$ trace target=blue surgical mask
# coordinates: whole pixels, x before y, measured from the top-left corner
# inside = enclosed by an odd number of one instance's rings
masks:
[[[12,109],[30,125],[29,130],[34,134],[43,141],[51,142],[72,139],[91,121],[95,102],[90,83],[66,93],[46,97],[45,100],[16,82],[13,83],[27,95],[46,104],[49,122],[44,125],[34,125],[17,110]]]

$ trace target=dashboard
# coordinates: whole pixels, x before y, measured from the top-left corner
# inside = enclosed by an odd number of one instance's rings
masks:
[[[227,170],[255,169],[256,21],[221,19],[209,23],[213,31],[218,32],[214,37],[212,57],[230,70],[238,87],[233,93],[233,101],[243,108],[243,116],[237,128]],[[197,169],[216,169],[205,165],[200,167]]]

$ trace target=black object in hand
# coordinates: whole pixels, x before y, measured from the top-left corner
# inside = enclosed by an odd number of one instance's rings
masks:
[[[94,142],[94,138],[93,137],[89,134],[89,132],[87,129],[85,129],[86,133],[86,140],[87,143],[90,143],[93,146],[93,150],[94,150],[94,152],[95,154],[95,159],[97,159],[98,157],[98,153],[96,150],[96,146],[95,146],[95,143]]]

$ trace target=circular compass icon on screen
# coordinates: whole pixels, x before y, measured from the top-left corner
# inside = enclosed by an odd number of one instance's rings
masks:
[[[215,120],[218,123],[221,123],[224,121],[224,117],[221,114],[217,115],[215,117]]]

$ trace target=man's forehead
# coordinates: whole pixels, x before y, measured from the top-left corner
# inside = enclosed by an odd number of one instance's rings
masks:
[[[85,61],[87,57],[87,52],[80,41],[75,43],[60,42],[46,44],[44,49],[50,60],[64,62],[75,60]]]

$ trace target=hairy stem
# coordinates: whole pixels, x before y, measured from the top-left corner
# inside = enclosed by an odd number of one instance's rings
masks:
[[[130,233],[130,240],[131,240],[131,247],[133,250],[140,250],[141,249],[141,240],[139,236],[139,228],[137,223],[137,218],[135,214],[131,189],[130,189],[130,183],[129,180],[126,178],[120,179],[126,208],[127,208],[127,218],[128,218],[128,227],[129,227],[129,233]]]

* _Directions_
Scale the polygon coordinates in the mask outlines of all the material above by 1.95, rounding each to a whole number with halves going up. Write every line out again, the trace requests and their comment lines included, leaving everything except those coordinates unchanged.

* _In response_
$ trace target=blue surgical mask
# coordinates: whole pixels, x before y, measured from the top-left corner
# inside = enclosed by an odd number of one instance's rings
masks:
[[[23,213],[59,244],[57,254],[66,261],[84,275],[99,277],[140,271],[177,236],[185,199],[176,162],[129,181],[90,189],[88,195],[31,160],[25,162],[53,185],[90,203],[96,238],[86,244],[66,244],[33,215]]]

$ trace target=dashboard
# coordinates: whole pixels, x before y, measured from the top-left corner
# inside = enclosed by an odd number of one instance's rings
masks:
[[[443,332],[497,330],[499,41],[431,37],[408,45],[415,60],[425,62],[417,72],[413,111],[449,137],[464,170],[454,181],[454,197],[474,211],[474,226],[462,250]],[[384,330],[421,330],[400,322],[390,326]]]

$ trace target=black object in hand
# coordinates: whole pixels, x before y, measured from the top-left corner
# inside = enclosed by an odd number of one instance's rings
masks:
[[[183,277],[183,269],[181,267],[174,261],[174,257],[170,252],[166,252],[168,259],[168,273],[170,279],[176,279],[181,285],[181,293],[183,293],[183,296],[185,300],[185,310],[189,310],[191,306],[191,298],[187,293],[187,285],[185,285],[185,279]]]

$ trace target=circular compass icon on screen
# coordinates: whole pixels, x before y, measured from the top-left corner
# inside = enclosed by an odd number of one instance's rings
masks:
[[[419,234],[425,240],[431,240],[437,236],[437,228],[431,222],[423,224],[419,228]]]

$ trace target=man's forehead
# coordinates: whole pixels, x before y, measured from the top-left corner
# inside = enclosed by an odd number of one instance's rings
masks:
[[[166,119],[170,111],[170,101],[156,80],[146,84],[117,82],[90,86],[86,96],[98,117],[125,121],[146,117]]]

$ trace target=hairy stem
# coordinates: whole pixels, x before y, measured from the top-left corner
# inside = enclosed by an odd number of one instance's rings
masks:
[[[254,454],[254,468],[255,468],[255,482],[259,488],[273,488],[275,486],[275,468],[271,460],[271,445],[267,435],[267,425],[263,417],[255,369],[254,369],[254,357],[252,351],[246,347],[234,349],[246,406],[248,406],[248,425],[250,425],[250,443],[252,443],[252,454]]]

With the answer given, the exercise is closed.